* _Отрывок_:
Ответственность на нем, безусловно, была – и огромная: начальник города напрямую отвечал за жизнь гетто – трудную, труднейшую, невероятную, но жизнь. Но за «акции» по его ликвидации, то есть за смерть его жителей отвечало SD, впрочем, привлекавшее к ним и городскую полицию, с октября 1941 года уже не подчинявшуюся Меньшагину[16].

В 1994 году к мишеням Котова добавился и В. Абаринов, весьма отчетливо указавший на связь дела Меньшагина и Катынского дела. Для Котова же это – «…еще один панегирик Меньшагину, ставший общим достоянием. <…> Путаное и весьма сомнительное сочинение. В ней специальным разделом помещена биография Б.Г. Меньшагина, составленная по весьма сомнительным источникам»[17]. Панегириком Меньшагину для Котова стала и книга Романа Редлиха.

А вот Николай Николаевич Илькевич, в 1990-е гг. начальник Центра общественных связей Управления ФСБ по Смоленской области, в травлю Меньшагина «а ля Котов» не включался. Его заслуга – серия статей о Базилевском, а точнее единый очерк о нем, разложенный на три газетных полосы, вышедший в 1994 году в «Смене» – смоленской молодежке. Публикуя и комментируя (в целом – в весьма положительных и незаслуженно обеляющих красках) записку свежеарестованного Базилевского «Общая картина жизни в Смоленске во время немецкой оккупации», Илькевич лишь упомянул Меньшагина, ограничившись сугубо справочными констатациями.

Нейтрально, но представлен Меньшагин и в смоленском энциклопедическом издании 2001 года[18]. Но уже сам этот факт вызвал неудовольствие и недовольство: «…В преддверии нового, еще более полного тома осмелюсь высказать некоторые замечания и пожелания. Я не уловила, каков принцип отбора персоналий. Недоумение вызывает, например, то, что составители нашли нужным включить в книгу фамилии активных прислужников немцев, верой и правдой служивших им во время оккупации Смоленска. Речь идет о Меньшагине и редакторе фашистской газетенки Долгоненкова. И это при том, что в энциклопедию не включены имена активных подпольщиков Гнездова и Красного Бора…»[19].

В том же 2001 году тиражом 900 экземпляров вышла замечательная книга Иосифа Цынмана «Бабьи яры Смоленщины» (Смоленск: Русич, 2001) – антология его собственных текстов и текстов других авторов. Имя Меньшагина встречается в ней только при перепечатке «меньшагианы» Л. Котова.

* _Задания_:
• A. Ответьте, пожалуйста, по отрывку:
(i) В каком году в «Смене» вышел очерк Илькевича о Базилевском?
(ii) Каким тиражом издана книга Иосифа Цынмана «Бабьи яры Смоленщины»?
(iii) С какого времени городская полиция уже не подчинялась Меньшагину?
• B. Переведите на английский язык предложение из отрывка: «Панегириком Меньшагину для Котова стала и книга Романа Редлиха.»
• C. Замените «Котова» на «Илькевича» в части отрывка, которая начинается словами «В 1994 году к» и заканчивается словами «книга Романа Редлиха.», и приведите эту часть целиком.
Позиции ниже взяты из другого источника.

* _Исходные сведения_:
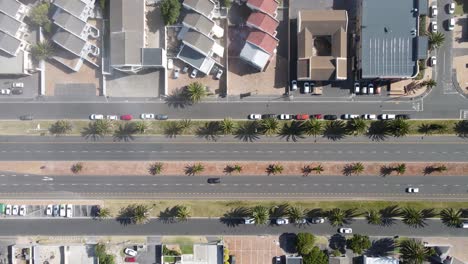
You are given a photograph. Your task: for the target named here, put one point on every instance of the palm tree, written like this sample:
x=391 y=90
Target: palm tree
x=60 y=127
x=195 y=92
x=155 y=168
x=42 y=50
x=227 y=126
x=182 y=212
x=358 y=126
x=270 y=126
x=312 y=127
x=260 y=214
x=451 y=217
x=414 y=252
x=436 y=39
x=374 y=217
x=399 y=127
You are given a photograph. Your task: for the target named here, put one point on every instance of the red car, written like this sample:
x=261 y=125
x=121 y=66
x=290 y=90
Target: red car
x=302 y=117
x=126 y=117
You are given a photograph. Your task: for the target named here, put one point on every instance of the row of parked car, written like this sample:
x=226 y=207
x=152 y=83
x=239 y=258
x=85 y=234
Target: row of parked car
x=144 y=116
x=327 y=117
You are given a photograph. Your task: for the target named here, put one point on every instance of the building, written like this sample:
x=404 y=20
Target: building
x=322 y=45
x=390 y=48
x=128 y=51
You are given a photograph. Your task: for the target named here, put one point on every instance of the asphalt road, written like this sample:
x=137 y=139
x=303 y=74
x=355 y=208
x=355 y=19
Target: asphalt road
x=233 y=187
x=206 y=227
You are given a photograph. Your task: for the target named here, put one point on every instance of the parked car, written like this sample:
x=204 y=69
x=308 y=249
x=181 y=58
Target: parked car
x=386 y=117
x=194 y=73
x=346 y=230
x=302 y=116
x=126 y=117
x=147 y=116
x=255 y=116
x=412 y=190
x=49 y=210
x=5 y=91
x=17 y=85
x=219 y=74
x=293 y=85
x=96 y=117
x=130 y=252
x=22 y=211
x=330 y=117
x=161 y=117
x=451 y=8
x=451 y=24
x=282 y=221
x=434 y=26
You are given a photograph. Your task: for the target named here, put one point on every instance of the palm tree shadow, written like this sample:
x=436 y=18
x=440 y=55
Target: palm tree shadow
x=248 y=132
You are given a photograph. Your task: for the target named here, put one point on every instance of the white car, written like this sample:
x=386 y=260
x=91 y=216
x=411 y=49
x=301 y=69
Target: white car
x=22 y=210
x=451 y=8
x=346 y=230
x=8 y=209
x=147 y=116
x=282 y=221
x=49 y=210
x=255 y=116
x=130 y=252
x=69 y=210
x=5 y=91
x=369 y=117
x=412 y=190
x=433 y=11
x=15 y=210
x=434 y=26
x=194 y=73
x=96 y=117
x=17 y=85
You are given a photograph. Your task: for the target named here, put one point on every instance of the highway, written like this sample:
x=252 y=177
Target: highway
x=447 y=188
x=206 y=227
x=192 y=148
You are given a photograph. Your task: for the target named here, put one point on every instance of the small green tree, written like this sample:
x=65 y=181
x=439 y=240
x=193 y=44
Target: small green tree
x=170 y=11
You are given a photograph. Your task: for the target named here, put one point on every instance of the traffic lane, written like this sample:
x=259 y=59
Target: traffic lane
x=237 y=151
x=84 y=227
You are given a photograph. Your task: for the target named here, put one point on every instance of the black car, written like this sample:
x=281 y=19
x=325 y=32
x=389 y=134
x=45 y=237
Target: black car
x=214 y=180
x=330 y=117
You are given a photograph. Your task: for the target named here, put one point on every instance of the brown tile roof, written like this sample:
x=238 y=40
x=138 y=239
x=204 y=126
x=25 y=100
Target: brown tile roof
x=263 y=22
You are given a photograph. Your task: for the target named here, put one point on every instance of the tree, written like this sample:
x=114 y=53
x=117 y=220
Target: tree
x=451 y=217
x=60 y=127
x=270 y=126
x=195 y=91
x=316 y=256
x=155 y=168
x=436 y=39
x=414 y=252
x=227 y=126
x=42 y=50
x=260 y=214
x=170 y=11
x=358 y=243
x=305 y=243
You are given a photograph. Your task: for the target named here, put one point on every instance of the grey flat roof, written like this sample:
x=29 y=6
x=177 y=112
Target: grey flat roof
x=8 y=43
x=68 y=22
x=10 y=7
x=69 y=41
x=387 y=49
x=8 y=24
x=74 y=7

* _Письменные ответы_:
• A.
(i) В 1994 году.
(ii) Тиражом 900 экземпляров.
(iii) С октября 1941 года.

• B. For Kotov, Roman Redlich's book also became a panegyric to Menshagin.

• C.
В 1994 году к мишеням Илькевича добавился и В. Абаринов, весьма отчетливо указавший на связь дела Меньшагина и Катынского дела. Для Илькевича же это – «…еще один панегирик Меньшагину, ставший общим достоянием. <…> Путаное и весьма сомнительное сочинение. В ней специальным разделом помещена биография Б.Г. Меньшагина, составленная по весьма сомнительным источникам»[17]. Панегириком Меньшагину для Илькевича стала и книга Романа Редлиха.